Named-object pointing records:
────────────────────────────────────────

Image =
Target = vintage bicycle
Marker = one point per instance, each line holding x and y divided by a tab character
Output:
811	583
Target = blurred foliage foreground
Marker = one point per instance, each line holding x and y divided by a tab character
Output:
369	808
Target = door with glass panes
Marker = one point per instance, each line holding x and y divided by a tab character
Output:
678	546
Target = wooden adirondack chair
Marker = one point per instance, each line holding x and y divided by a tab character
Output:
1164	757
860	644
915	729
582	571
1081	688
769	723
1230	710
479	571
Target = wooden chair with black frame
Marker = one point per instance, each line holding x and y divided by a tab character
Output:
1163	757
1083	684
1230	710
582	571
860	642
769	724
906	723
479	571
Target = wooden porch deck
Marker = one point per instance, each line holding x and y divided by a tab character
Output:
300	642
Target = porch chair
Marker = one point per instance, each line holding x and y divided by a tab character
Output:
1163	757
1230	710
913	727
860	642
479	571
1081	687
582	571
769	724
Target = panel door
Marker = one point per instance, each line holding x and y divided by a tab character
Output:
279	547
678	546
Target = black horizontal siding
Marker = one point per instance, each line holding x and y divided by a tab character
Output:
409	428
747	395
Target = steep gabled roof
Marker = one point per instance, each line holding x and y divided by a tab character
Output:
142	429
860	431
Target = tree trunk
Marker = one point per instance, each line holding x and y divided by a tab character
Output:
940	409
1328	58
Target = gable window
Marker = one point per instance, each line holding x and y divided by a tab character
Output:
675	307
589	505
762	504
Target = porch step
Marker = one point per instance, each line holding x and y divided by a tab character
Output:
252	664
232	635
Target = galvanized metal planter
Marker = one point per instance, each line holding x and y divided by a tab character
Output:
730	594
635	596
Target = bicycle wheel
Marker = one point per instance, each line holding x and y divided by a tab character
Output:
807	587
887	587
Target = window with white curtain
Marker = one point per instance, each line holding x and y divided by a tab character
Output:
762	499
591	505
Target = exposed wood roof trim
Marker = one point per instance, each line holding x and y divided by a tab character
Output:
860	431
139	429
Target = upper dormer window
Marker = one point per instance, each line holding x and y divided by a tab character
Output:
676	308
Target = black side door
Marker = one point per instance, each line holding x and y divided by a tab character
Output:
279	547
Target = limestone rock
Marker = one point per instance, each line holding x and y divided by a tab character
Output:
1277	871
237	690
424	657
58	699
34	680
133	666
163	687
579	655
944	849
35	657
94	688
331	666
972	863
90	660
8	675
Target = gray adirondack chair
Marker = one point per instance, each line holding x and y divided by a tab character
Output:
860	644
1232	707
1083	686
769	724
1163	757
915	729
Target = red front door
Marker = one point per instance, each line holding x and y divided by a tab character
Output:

────────────────────────────────────────

▸ AIM: Every record shown above should be written out again exactly.

▸ FULL ANSWER:
Image =
Target = vintage bicycle
Marker = one point per instance, each line holding x and y divided by a tab character
Output:
811	583
Target = blurred foliage foreground
Marker = one point per instance, each line holding x and y divided by a tab character
Output:
369	808
Target = door with glass panes
Marker = one point per instance, each line holding x and y divided by a tab character
Output:
678	546
Target = wooden adirondack chair
Marker = one point per instance, each line holding x and y divided by a tab character
Output:
1164	757
860	644
915	729
582	571
1081	688
769	723
1230	710
479	571
Target = wooden chair with black frame
Marker = one point per instance, each line holding x and y divided by a tab character
Output:
1163	757
1083	684
1230	710
582	571
860	642
769	724
906	723
479	571
Target = wooden porch deck
Marker = one point per instance, each line holding x and y divided by a tab character
Output:
300	642
Target = porch chair
Marker = one point per instance, each line holding x and y divided by a tab character
Output:
1163	757
1230	710
913	727
860	642
479	571
1081	687
582	571
769	724
Target = panel door
Marker = one point per instance, each line holding x and y divided by a tab character
Output:
279	547
678	546
Target = black horizontal siding
Marker = one point per instance, each line holding x and y divided by a tab character
Output:
409	428
747	395
Target = steep gabled roof
Marker = one point per instance, each line holding x and y divided by a tab character
Output:
142	429
860	431
Target = tree trunk
Marker = one point per instance, each line holding x and y divided by a tab character
Output:
940	409
1328	58
Target = gable window
Marker = one point per instance, each line holding x and y divided by a tab character
Output:
675	307
589	505
762	504
Target = porch step
Marker = one point per instance, each line holding x and y divided by a tab character
Output:
252	664
232	635
Target = galvanized metal planter
Marker = one point per instance, each line holding x and y divided by a tab character
Output:
730	594
635	596
Target = bicycle wheel
Marker = one point per instance, each line holding x and y divided by a tab character
Output:
807	587
887	587
Target = window with white curtain
Marker = one point per instance, each line holding x and y divided by a tab character
Output:
762	499
591	505
Target = exposed wood roof trim
Marker = one point per instance, each line holding x and y divided by a tab character
Output:
860	431
139	429
Target = upper dormer window
Marker = one point per instance, each line holding x and y divided by a tab character
Output:
676	308
Target = black side door
Marker = one point per instance, each line holding x and y divided by a tab character
Output:
279	547
Target = limestone rock
Marker = one point per instance, each line holding x and y divided by a tab character
Output:
1277	871
237	690
424	657
58	699
34	680
133	666
163	687
579	655
944	849
35	657
94	688
331	666
972	863
90	660
8	675
Target = gray adirondack chair
Marker = one point per instance, each line holding x and y divided by a tab character
Output:
860	644
1232	707
1083	686
769	724
1163	757
915	729
Target = red front door
Marker = one point per instance, each line holding x and y divided by a tab character
Output:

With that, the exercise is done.